Exercise goal: Quote the material below line for line, without changing a word, and leave the pictures out of your answer.

Stored records:
***

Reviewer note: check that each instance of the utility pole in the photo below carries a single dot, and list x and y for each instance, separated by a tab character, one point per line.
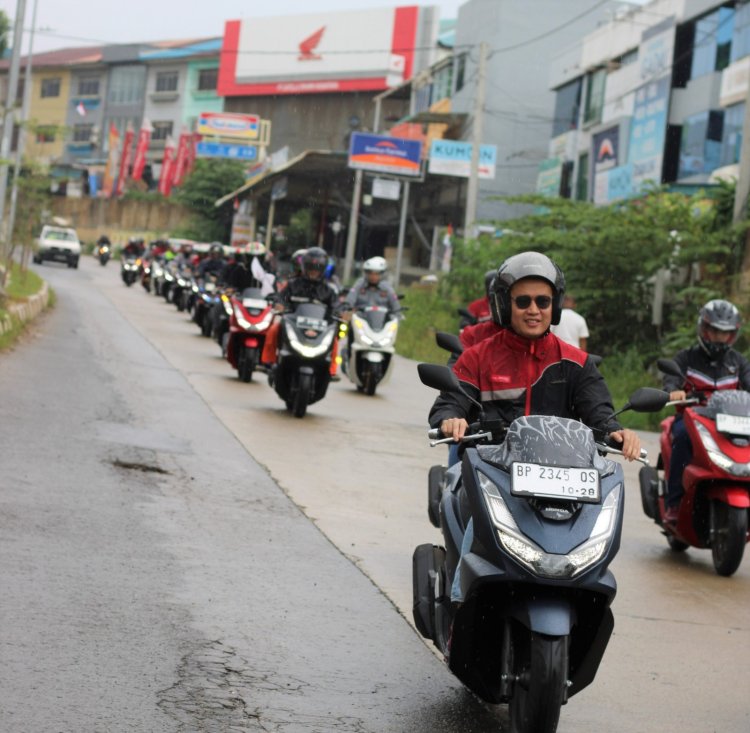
472	188
742	190
5	143
25	114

***

Full response:
Reviewer note: check that each instance of the utility pole in the photo below carries a single dot, and list x and y for each instance, separated by a tab character, one point per line.
472	188
742	190
5	143
25	114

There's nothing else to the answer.